◆ Exercise ◆
All lines of the entries with "hand" in them must be listed.

◆ Working data ◆
==========
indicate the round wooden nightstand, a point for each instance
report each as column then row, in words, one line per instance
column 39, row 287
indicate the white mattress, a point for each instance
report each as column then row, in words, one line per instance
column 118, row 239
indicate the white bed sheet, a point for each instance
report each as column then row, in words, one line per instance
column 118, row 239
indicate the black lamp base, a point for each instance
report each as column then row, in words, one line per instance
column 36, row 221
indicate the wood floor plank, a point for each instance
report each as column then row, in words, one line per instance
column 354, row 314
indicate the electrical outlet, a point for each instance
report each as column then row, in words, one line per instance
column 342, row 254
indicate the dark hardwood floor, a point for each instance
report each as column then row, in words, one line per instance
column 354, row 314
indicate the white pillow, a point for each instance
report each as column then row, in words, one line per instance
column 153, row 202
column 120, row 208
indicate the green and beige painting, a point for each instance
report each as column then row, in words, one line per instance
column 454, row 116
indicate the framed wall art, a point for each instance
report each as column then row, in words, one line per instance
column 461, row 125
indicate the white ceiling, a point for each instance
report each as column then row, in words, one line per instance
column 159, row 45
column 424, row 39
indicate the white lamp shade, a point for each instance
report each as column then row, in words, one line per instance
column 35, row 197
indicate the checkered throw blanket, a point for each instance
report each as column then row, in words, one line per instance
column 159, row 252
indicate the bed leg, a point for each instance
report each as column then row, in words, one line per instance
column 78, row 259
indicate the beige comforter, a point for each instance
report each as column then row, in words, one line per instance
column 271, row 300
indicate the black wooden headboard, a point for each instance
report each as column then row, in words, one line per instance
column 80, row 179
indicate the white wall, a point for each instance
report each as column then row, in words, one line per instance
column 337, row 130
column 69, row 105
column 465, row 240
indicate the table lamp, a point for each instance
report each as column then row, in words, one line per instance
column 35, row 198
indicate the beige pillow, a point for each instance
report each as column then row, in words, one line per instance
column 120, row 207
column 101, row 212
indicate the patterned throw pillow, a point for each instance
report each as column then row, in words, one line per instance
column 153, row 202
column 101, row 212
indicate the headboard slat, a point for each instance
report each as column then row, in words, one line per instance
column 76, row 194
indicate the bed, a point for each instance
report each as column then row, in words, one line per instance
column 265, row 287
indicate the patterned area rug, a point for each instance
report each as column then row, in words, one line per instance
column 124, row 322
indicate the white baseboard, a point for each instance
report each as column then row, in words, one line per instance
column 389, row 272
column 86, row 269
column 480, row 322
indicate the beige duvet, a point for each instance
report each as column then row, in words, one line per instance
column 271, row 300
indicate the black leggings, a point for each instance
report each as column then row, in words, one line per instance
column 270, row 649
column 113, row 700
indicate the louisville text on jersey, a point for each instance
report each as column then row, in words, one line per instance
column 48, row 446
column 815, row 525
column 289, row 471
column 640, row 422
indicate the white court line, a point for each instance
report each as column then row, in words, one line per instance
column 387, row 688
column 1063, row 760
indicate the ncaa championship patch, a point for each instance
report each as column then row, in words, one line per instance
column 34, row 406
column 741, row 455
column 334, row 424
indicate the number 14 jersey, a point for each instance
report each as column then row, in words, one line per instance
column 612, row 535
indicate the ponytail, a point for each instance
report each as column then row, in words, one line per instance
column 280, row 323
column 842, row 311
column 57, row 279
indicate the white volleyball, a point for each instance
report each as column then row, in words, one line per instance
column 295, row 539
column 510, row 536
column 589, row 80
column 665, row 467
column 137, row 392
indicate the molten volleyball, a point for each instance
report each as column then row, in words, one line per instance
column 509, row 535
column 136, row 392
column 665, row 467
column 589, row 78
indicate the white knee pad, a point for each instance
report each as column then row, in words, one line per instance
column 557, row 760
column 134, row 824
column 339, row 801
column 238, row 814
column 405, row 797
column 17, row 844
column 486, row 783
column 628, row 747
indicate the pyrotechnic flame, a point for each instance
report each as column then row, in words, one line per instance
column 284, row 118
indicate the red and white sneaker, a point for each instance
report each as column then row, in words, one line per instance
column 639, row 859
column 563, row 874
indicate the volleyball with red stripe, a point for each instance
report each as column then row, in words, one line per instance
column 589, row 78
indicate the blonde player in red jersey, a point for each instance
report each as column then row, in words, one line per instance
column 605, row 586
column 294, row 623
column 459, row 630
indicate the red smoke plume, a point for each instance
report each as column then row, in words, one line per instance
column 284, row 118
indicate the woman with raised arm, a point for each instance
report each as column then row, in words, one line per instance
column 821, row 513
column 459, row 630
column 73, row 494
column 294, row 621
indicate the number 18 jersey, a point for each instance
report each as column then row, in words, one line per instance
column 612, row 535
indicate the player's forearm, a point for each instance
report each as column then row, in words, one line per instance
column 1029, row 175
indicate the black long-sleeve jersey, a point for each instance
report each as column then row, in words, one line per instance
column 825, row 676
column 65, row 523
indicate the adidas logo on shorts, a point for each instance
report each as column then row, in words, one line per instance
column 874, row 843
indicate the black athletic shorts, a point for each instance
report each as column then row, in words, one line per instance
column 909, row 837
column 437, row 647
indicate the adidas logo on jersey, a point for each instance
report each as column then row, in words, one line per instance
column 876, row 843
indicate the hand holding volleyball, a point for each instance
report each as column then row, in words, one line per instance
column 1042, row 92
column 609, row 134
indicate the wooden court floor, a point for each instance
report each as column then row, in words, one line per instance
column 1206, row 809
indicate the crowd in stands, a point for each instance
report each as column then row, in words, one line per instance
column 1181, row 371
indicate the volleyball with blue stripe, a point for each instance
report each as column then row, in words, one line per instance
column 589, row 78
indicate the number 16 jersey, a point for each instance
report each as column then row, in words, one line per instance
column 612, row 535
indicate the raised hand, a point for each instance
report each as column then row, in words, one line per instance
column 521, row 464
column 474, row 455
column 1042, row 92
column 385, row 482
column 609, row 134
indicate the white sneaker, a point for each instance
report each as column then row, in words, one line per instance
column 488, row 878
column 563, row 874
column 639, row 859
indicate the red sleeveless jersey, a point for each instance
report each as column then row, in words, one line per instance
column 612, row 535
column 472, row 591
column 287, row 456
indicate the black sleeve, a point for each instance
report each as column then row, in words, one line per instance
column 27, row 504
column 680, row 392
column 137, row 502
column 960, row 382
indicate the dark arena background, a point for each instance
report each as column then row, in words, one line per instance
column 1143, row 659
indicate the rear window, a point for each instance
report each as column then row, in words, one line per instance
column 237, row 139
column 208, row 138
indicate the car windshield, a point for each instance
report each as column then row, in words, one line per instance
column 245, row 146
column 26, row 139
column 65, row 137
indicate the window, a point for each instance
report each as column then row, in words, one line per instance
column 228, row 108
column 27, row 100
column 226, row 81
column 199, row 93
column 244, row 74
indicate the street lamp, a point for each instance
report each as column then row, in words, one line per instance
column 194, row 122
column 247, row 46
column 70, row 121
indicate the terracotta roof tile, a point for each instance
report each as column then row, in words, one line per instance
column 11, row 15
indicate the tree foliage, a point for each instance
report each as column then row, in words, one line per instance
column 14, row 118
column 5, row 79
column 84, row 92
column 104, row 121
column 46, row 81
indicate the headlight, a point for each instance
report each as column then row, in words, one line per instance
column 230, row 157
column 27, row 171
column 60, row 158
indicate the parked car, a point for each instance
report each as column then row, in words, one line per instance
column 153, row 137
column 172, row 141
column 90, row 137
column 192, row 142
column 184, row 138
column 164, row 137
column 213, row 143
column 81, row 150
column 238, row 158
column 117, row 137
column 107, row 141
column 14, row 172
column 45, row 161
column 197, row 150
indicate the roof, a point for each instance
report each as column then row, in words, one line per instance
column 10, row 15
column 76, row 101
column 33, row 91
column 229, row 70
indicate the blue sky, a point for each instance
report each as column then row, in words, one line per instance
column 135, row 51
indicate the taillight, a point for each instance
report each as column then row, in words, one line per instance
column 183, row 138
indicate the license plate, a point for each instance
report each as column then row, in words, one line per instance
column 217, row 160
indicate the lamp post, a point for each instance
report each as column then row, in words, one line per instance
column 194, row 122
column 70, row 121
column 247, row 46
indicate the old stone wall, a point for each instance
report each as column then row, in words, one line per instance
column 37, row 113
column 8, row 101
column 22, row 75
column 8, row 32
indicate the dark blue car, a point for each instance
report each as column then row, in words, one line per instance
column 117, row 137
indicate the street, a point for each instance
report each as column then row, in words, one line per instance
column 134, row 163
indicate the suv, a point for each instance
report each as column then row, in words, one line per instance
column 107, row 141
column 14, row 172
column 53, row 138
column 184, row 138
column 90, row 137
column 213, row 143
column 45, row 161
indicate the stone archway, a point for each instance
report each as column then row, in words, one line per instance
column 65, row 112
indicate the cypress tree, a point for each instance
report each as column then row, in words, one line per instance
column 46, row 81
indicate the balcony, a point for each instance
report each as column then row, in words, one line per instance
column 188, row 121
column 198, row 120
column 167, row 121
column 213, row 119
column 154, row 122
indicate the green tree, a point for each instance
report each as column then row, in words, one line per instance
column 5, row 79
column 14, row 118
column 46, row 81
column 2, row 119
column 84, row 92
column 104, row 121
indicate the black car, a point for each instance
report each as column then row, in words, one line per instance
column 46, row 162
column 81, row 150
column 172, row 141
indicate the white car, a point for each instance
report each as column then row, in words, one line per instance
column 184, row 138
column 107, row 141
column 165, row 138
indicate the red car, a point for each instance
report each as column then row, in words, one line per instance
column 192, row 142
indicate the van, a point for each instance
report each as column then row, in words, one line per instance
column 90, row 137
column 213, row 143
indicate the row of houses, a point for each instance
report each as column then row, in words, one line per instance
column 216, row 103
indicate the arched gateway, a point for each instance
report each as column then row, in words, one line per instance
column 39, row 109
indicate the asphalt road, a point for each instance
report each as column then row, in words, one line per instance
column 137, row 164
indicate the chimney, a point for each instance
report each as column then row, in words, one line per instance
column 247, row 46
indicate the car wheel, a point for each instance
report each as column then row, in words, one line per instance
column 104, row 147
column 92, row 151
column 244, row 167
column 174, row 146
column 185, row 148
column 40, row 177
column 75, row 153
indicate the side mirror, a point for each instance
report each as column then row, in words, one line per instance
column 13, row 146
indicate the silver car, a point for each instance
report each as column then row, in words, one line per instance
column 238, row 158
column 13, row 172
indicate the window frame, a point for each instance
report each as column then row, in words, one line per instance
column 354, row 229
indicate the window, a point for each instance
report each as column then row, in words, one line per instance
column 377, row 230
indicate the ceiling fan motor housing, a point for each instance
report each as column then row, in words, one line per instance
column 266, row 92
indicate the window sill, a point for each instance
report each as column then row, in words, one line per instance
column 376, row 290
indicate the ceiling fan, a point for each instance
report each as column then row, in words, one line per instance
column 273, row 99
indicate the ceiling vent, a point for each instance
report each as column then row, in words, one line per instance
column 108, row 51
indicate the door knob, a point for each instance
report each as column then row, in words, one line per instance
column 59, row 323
==========
◆ Answer for this exercise ◆
indicate the hand holding volleyball, a point for each instance
indicate the raised hand, a point for each instance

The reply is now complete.